Echo each of the following entries verbatim, leaving out the pictures.

::: WORKING DATA

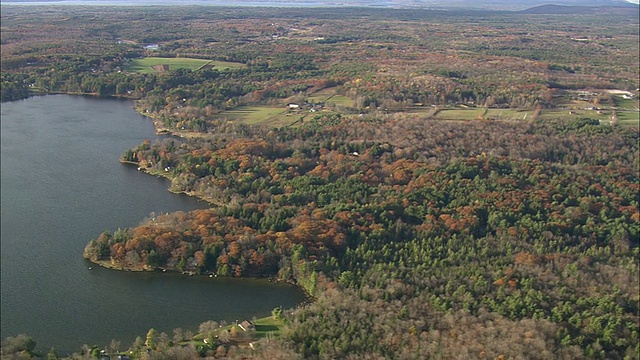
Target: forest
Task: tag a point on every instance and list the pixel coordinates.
(444, 185)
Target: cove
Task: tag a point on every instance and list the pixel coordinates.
(62, 185)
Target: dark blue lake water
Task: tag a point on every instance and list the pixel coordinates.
(62, 185)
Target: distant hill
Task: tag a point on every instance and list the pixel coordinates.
(563, 9)
(536, 6)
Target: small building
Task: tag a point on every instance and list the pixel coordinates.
(247, 326)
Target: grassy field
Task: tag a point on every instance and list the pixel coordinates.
(268, 326)
(150, 65)
(273, 116)
(328, 96)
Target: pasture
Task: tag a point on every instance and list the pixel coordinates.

::::::

__RESULT OF THE TASK__.
Target: forest
Task: tag a point on every instance and list the pixel coordinates.
(444, 185)
Target: cove
Task: tag a point on every instance and list the pixel coordinates.
(62, 185)
Target: dark blue lake water
Task: tag a point on every instance and list the pixel coordinates.
(62, 185)
Target: distant hill
Task: tag a point on every instance and list the pixel coordinates.
(563, 9)
(536, 6)
Target: small building
Task: tag a point on every instance and list the pixel coordinates.
(247, 326)
Target: grassy field
Task: tag a point on every instance and list the pixel coordinates.
(268, 326)
(150, 65)
(273, 116)
(328, 96)
Target: pasture
Task: tag a point on every instance and list the pixel coordinates.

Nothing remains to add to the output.